• _What is required_
Find the lines holding the string "window" in the data, then copy all of them.

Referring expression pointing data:
=== Begin Enclosure ===
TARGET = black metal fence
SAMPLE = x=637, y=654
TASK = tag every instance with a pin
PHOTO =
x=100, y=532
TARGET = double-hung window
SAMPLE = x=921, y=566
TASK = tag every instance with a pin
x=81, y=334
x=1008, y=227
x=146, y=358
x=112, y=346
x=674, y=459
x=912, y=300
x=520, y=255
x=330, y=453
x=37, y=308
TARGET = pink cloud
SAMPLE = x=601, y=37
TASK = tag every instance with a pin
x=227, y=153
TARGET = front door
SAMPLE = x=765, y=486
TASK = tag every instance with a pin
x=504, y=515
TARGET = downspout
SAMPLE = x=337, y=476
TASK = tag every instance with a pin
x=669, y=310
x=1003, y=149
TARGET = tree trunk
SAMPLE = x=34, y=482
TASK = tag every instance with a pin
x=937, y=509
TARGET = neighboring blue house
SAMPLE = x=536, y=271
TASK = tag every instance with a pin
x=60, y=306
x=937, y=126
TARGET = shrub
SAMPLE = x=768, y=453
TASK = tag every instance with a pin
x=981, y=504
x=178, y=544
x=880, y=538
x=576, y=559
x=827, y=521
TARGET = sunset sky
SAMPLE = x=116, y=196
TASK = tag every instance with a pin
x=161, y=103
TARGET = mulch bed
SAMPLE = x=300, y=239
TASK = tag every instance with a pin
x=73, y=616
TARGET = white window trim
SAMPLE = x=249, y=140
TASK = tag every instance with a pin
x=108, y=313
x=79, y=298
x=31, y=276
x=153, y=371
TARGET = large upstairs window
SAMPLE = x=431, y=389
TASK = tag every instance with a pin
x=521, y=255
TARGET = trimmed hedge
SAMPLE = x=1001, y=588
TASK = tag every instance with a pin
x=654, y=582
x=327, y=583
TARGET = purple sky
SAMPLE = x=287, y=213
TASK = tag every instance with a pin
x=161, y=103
=== End Enclosure ===
• _Exercise result_
TARGET = double-hung window
TARGET = white window trim
TARGET = large upstairs window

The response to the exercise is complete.